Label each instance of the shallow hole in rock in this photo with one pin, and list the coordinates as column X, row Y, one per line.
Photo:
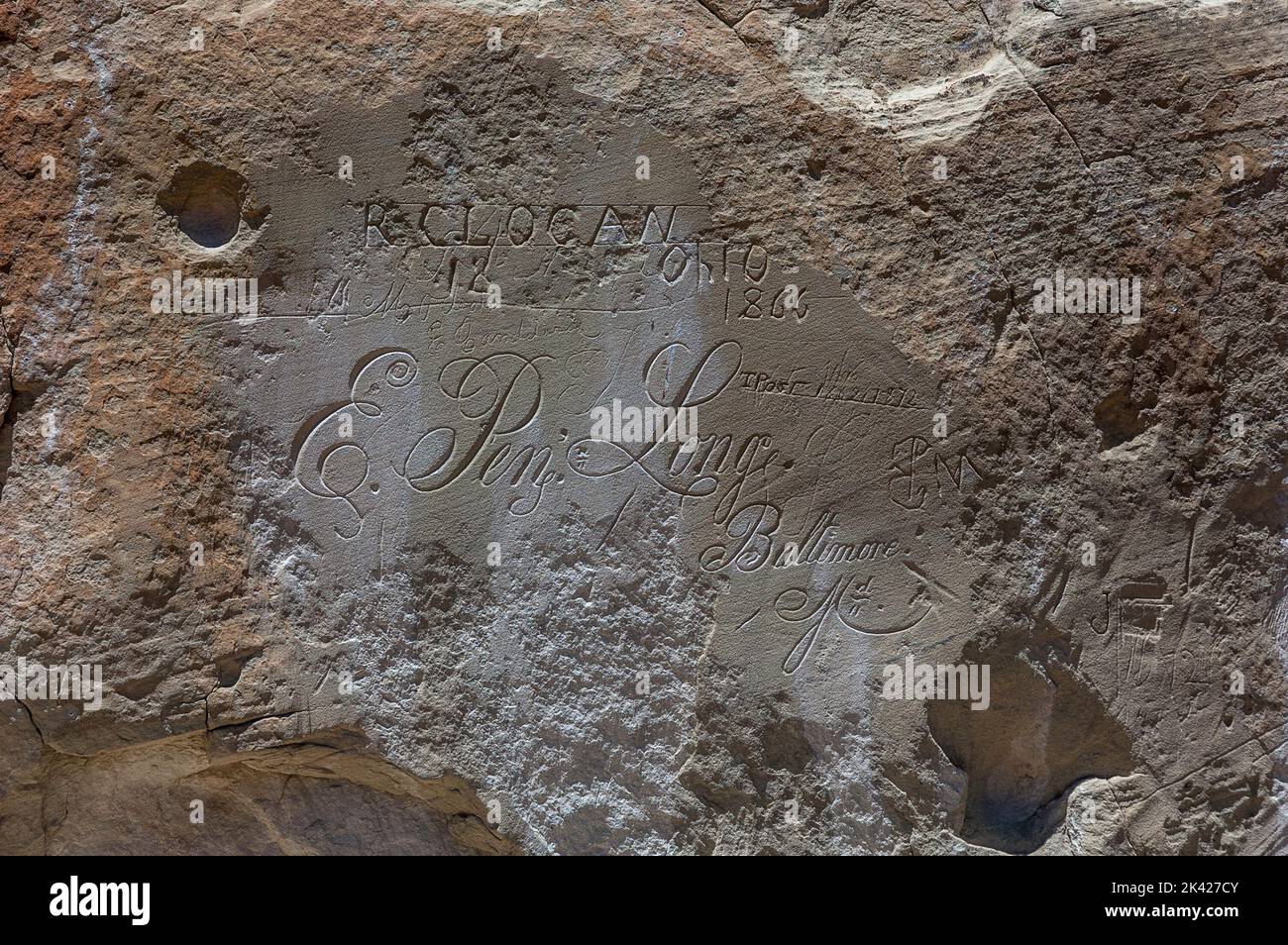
column 1120, row 417
column 1042, row 734
column 206, row 202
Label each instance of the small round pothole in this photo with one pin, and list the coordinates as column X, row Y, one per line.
column 207, row 202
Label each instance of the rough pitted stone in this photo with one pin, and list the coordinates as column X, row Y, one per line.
column 362, row 578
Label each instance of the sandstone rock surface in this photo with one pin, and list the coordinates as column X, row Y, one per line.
column 309, row 313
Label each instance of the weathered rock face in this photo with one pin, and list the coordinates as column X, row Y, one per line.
column 697, row 426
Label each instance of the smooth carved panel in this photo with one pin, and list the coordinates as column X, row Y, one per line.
column 452, row 369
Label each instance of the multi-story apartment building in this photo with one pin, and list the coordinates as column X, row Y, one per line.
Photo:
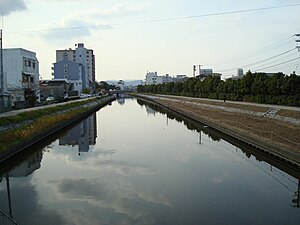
column 21, row 73
column 82, row 56
column 71, row 72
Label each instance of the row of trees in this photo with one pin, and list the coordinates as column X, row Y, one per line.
column 253, row 87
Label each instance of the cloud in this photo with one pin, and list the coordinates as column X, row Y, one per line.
column 9, row 6
column 74, row 28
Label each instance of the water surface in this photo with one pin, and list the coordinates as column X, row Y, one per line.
column 131, row 163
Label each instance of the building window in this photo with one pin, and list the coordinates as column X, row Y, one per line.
column 28, row 63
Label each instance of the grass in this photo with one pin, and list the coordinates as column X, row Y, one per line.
column 18, row 135
column 44, row 119
column 32, row 115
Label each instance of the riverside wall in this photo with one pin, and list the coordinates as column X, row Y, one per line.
column 265, row 147
column 38, row 138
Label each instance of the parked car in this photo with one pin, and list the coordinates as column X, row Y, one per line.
column 50, row 99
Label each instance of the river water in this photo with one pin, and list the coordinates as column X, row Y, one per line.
column 131, row 163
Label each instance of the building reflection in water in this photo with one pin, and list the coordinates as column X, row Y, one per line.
column 24, row 169
column 82, row 135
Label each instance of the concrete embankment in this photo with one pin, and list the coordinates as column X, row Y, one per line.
column 17, row 136
column 272, row 131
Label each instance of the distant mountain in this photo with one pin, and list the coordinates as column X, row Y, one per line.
column 127, row 82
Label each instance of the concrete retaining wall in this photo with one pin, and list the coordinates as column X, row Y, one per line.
column 264, row 147
column 5, row 155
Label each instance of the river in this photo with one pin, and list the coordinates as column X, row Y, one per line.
column 133, row 163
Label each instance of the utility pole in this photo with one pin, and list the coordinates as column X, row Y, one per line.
column 297, row 40
column 194, row 70
column 1, row 66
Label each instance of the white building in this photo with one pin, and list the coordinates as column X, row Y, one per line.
column 121, row 85
column 21, row 72
column 240, row 74
column 151, row 78
column 82, row 56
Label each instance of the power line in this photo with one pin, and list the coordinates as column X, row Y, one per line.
column 280, row 59
column 279, row 64
column 165, row 19
column 258, row 62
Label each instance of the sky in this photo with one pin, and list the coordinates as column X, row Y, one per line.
column 131, row 37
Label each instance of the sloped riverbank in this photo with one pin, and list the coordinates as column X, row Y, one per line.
column 273, row 131
column 24, row 129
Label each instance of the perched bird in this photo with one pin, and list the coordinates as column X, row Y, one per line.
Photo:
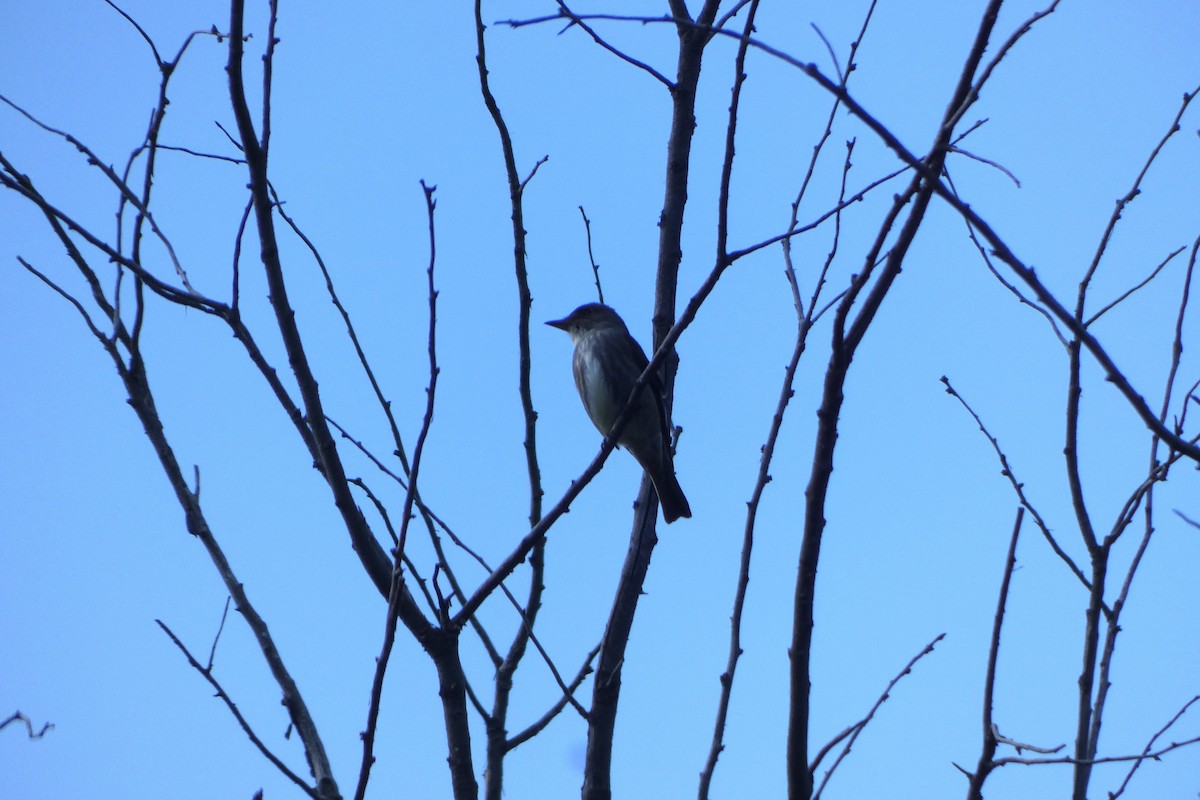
column 607, row 362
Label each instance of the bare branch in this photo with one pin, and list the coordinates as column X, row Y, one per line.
column 237, row 714
column 17, row 716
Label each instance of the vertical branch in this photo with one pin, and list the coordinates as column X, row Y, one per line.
column 723, row 705
column 988, row 751
column 497, row 734
column 845, row 343
column 411, row 495
column 606, row 686
column 375, row 560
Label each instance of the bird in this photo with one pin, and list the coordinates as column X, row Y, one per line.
column 607, row 362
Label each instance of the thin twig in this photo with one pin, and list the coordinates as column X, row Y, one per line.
column 237, row 714
column 852, row 733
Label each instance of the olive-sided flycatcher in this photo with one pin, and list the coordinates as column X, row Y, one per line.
column 607, row 362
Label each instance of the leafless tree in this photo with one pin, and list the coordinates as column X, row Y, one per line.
column 433, row 597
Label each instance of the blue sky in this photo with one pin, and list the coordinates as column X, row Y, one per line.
column 370, row 102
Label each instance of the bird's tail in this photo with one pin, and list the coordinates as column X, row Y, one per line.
column 671, row 497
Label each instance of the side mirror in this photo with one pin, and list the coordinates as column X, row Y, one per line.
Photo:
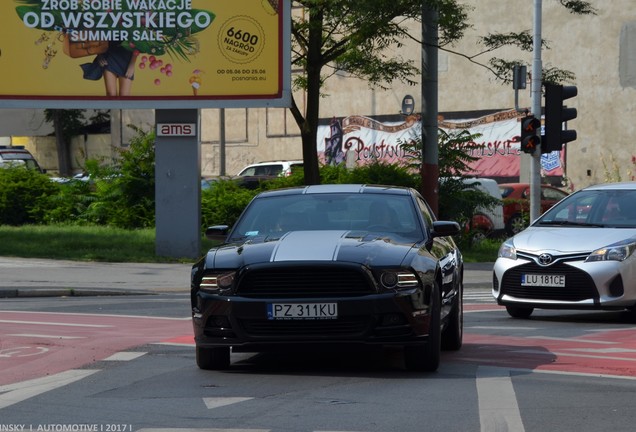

* **Task requirements**:
Could you retype every one of the records above word for word, leaving out the pictures?

* **Solution to the exercise**:
Label each instance of the shallow hole in rock in this photo with one pin, and list the coordinates as column X, row Y, one per line.
Photo:
column 1120, row 417
column 1042, row 734
column 206, row 202
Label each instance of the small round pothole in this photo with one pin, and list the coordinates as column X, row Y, one per line.
column 207, row 202
Label each instance of the rough pitted stone in this photo with one pin, and list the coordinates as column X, row Y, one per line.
column 362, row 578
Label each instance of the sandstone rock surface in this photo with one pin, and list the coordinates as column X, row Y, one per line.
column 309, row 313
Label each instance of the weathered rock face in this photo with one pin, and list the coordinates as column X, row Y, one per line.
column 697, row 426
Label each instance of the smooth carved panel in this photo with one pin, and list the coordinates as column X, row Y, one per line.
column 452, row 369
Label each instance of the multi-story apartment building in this photo with one pin, and list the coordinates as column X, row Y, one per line.
Photo:
column 21, row 73
column 82, row 56
column 71, row 72
Label each instance of the row of trees in this photo with one pin, and list the coordinates as column X, row Y, one per line.
column 253, row 87
Label each instance of the cloud in this photo with one pin, and list the coordinates as column X, row Y, one per line.
column 9, row 6
column 74, row 28
Label each instance of the water surface in this photo with one pin, and list the coordinates as column X, row Y, one per line.
column 131, row 163
Label each instance of the building window in this photo with one pin, and list the coordinates as column X, row Y, one per line.
column 28, row 63
Label each instance of the grass in this photo with one pin, and list the coordinates as column X, row Y, one per line.
column 18, row 135
column 44, row 119
column 32, row 115
Label each instance of the riverside wall in this photo with one pin, and list the coordinates as column X, row Y, one per line.
column 265, row 147
column 38, row 138
Label each instance of the parked car in this photo with one pin, and list the coordinates as column X, row Y, one per line.
column 50, row 99
Label each instance of the river water in this photo with one pin, and list the coordinates as column X, row Y, one per line.
column 131, row 163
Label each instance of the building reflection in water in this photo with one pin, and list the coordinates as column X, row Y, one per line.
column 24, row 169
column 82, row 135
Label each instance of the concrete embankment in this photo with one pin, and list the coordinates as column X, row Y, one per line.
column 17, row 136
column 272, row 131
Label each instance of the distant mountain in this photo with one pin, and list the coordinates as column X, row Y, one per line.
column 127, row 82
Label each instance of the concrete retaining wall in this photo with one pin, and list the coordinates as column X, row Y, one per line.
column 264, row 147
column 5, row 155
Label each instance of the river in this photo with one pin, and list the coordinates as column X, row Y, one per line.
column 133, row 163
Label each instance of the utility pole in this photo with one pin, and list the coordinates as column X, row Y, one per line.
column 297, row 40
column 194, row 70
column 1, row 66
Label each instance of the white building in this photo with one pin, and list the coordinates as column X, row Y, one per line.
column 121, row 85
column 21, row 72
column 240, row 74
column 151, row 78
column 82, row 56
Label each instance of the power line in this photo with one pin, and list the coordinates as column X, row Y, one per line.
column 280, row 59
column 279, row 64
column 165, row 19
column 258, row 62
Label each instance of the sky in this photo with one pin, and list the coordinates as column X, row Y, one per line.
column 131, row 37
Label each instance of the sloped riverbank in this photo with one pin, and list the coordinates as column X, row Y, one per line.
column 273, row 131
column 24, row 129
Label each instance of the perched bird in this photo with one pin, and list the coordinates as column X, row Y, one per line.
Photo:
column 607, row 362
Label each instance of the bare branch in this photo with one pin, and list the coordinates as column X, row Y, one per line.
column 237, row 714
column 17, row 716
Label each instance of the vertical branch in this photo with one pin, and list the coordinates as column X, row Y, one per line.
column 723, row 705
column 988, row 751
column 497, row 734
column 845, row 343
column 411, row 495
column 606, row 686
column 375, row 560
Label each instance of the bird in this photo with one pin, and list the coordinates as column X, row Y, one per line.
column 607, row 362
Label each instance of the thin twig in this photo with one pin, and list the coordinates as column X, row Y, one per line.
column 237, row 714
column 852, row 733
Label each instance of the olive-sided flycatcher in this photo with one pin, and list the coordinates as column X, row Y, one per line.
column 607, row 362
Label each instance of the leafless tree in this photo with one pin, and list the coordinates as column X, row Y, one per line.
column 433, row 597
Label each instance of the blue sky in this photo with one pin, and list the coordinates as column X, row Y, one per line.
column 370, row 102
Label each instance of the bird's tail in this photo with one pin, and list the coordinates as column X, row Y, one per line.
column 671, row 497
Label each instance of the side mirror in this photo with one pin, and list the coordinates as column X, row Y, one per line.
Photo:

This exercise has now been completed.